═════ Trecho fornecido ═════
Vou deixar de lado aquelas que atacam nosso corpo de cima a baixo, por dentro e por fora. Antes que me esqueça, quero hoje me ater às mazelas vividas em função dos nossos esquecimentos.
Nossa memória, antigamente testada por coisas simples e poucas, vem atualmente sendo colocada em xeque pelo mundaréu de informaçōes, vindas das mais variadas fontes.
Depois da internet e do celular, a avalanche das informações que nos chegam nos deixa com a sensação de que a nossa memória está com um espaço bem menor que o necessário.
E aí começam os problemas... - Meu bem, você viu onde eu deixei meu celular? - Você estava com ele agora há pouco. - Pois é. Agora há pouco é muito tempo pra mim. Liga pra ele, por favor.
Ligo e o celular dela toca a dois metros de distância, em cima de uma cadeira da sala. Noutro dia estou sentado no sofá vendo um jogo quando sinto falta de algo que precisava.
Me lembro que ele deve estar no quarto. Deixo a sala em direção do quarto, resoluto em busca daquilo que eu precisava. Chego no quarto, acendo a luz e então a grande dúvida: o que era mesmo que eu estava buscando? Volto à sala na esperança de sentir novamente a falta do que fora buscar.
Dou um sorriso e retorno confiante ao quarto com aquela certeza de quem sabe o que quer. Até precisar novamente de outra coisa... - Meu bem, corre lá na cozinha que o café está fervendo. Eu esqueci de tirar o café do fogo.
Corro lá e após verificar a situação: - Tá tranquilo. Você esqueceu de acender o fogo! Os médicos dizem que se temos consciência do fato, isso não é problema. Serve de consolo, mas não de solução.
Outra situação que está se tornando corriqueira é encontrar com um amigo que há um tempo não vemos e esquecer o seu nome. Situação que nos causa, no mínimo, um constrangimento.
═════ Informações registradas ═════
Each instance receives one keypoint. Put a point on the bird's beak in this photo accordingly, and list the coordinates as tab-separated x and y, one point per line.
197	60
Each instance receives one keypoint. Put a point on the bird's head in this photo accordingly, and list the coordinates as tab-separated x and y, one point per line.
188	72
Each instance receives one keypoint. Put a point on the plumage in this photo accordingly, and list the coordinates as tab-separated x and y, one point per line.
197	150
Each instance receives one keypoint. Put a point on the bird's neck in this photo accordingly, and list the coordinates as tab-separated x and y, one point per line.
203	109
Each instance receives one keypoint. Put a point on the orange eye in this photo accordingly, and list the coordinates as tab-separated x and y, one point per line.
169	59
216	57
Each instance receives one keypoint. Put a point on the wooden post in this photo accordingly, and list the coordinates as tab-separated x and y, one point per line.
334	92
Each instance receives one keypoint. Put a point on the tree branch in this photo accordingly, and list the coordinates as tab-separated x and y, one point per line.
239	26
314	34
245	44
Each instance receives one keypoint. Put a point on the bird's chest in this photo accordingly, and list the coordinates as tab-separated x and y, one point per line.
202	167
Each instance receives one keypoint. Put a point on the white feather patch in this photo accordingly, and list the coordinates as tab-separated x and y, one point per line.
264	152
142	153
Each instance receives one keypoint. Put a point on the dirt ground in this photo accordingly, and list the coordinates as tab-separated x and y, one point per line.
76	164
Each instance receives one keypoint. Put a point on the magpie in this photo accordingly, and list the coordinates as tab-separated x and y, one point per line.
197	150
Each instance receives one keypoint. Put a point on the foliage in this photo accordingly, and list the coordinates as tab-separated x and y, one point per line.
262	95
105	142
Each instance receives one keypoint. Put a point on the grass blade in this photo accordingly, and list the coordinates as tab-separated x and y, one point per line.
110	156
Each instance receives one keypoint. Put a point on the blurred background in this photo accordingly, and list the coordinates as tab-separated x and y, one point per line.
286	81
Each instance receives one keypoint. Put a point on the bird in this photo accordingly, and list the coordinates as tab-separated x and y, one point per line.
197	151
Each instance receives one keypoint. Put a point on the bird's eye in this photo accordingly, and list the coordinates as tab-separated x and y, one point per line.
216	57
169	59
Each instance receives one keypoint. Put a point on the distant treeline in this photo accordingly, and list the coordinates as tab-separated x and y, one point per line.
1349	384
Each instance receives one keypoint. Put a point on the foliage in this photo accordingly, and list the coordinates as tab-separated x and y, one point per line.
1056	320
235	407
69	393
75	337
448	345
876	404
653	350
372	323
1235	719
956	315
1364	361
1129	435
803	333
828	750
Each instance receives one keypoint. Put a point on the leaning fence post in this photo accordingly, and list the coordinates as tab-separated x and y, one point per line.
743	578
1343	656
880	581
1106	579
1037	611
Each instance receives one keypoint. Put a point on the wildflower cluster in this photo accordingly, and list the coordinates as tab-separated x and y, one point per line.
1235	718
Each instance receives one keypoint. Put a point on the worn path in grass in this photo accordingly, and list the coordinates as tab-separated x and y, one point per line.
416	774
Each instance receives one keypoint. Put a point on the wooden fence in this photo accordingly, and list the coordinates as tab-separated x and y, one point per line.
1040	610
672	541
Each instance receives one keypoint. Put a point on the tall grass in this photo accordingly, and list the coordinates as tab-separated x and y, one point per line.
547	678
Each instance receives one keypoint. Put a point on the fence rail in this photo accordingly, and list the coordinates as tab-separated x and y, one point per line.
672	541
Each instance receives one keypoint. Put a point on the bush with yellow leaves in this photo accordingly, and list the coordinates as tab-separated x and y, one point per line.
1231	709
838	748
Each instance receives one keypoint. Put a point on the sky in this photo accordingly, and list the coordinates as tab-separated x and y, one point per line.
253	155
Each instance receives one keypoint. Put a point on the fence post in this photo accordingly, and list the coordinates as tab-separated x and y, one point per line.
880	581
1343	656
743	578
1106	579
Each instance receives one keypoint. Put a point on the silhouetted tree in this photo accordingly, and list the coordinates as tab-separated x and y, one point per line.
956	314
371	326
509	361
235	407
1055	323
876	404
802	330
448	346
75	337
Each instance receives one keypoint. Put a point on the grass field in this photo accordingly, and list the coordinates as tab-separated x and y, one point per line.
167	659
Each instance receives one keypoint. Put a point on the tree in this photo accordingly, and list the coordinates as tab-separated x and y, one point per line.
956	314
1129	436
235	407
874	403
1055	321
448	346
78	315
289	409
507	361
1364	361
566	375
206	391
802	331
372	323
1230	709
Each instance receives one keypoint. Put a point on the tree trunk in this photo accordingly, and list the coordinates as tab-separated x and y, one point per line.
═════
> [Tarefa proposta 1]: Transcreva da crônica sobre o esquecimento tudo o que vai de "Me lembro que" até "não de solução.".
> [Tarefa proposta 2]: Traduza para o inglês esta frase da crônica sobre o esquecimento: "Ligo e o celular dela toca a dois metros de distância, em cima de uma cadeira da sala."
> [Tarefa proposta 3]: Retome a crônica sobre o esquecimento e escreva a sua continuação a partir da última frase.

> [Resposta da tarefa 1]:
Me lembro que ele deve estar no quarto. Deixo a sala em direção do quarto, resoluto em busca daquilo que eu precisava. Chego no quarto, acendo a luz e então a grande dúvida: o que era mesmo que eu estava buscando? Volto à sala na esperança de sentir novamente a falta do que fora buscar.
Dou um sorriso e retorno confiante ao quarto com aquela certeza de quem sabe o que quer. Até precisar novamente de outra coisa... - Meu bem, corre lá na cozinha que o café está fervendo. Eu esqueci de tirar o café do fogo.
Corro lá e após verificar a situação: - Tá tranquilo. Você esqueceu de acender o fogo! Os médicos dizem que se temos consciência do fato, isso não é problema. Serve de consolo, mas não de solução.

> [Resposta da tarefa 2]: I call, and her phone rings two meters away, on top of a chair in the living room.

> [Resposta da tarefa 3]:
Que piora quando a pessoa abre os braços e diz o nosso nome, inesquecível para ela. E a gente fica com a sensação de que isso só acontece conosco.
Estes dias rimos muito de uma situação que vivemos, Flavinha e eu. Há alguns meses recebemos uma nova vizinha do nosso apartamento.
A rotina nos prédios hoje faz com que passemos trinta dias sem nos encontrarmos com os nossos vizinhos, mesmo aqueles do mesmo andar. Mas a nova vizinha quebrou essa rotina.
Num sábado pela manhã toca o interfone e a Flávia foi atender. Era a nova vizinha que, num gesto de simpatia e boa vizinhança, levava um bolo feito por ela, ofereceu para a Flávia e se apresentou como a nova vizinha.
Um gesto bacana e que deveria fazer parte da rotina dos novos vizinhos. A Flavinha agradeceu e comentou comigo depois: - Puxa, que simpatia dela. Agora preciso retribuir essa gentileza. Quando for devolver o vasilhame vou fazer um rocambole de cenoura para ela.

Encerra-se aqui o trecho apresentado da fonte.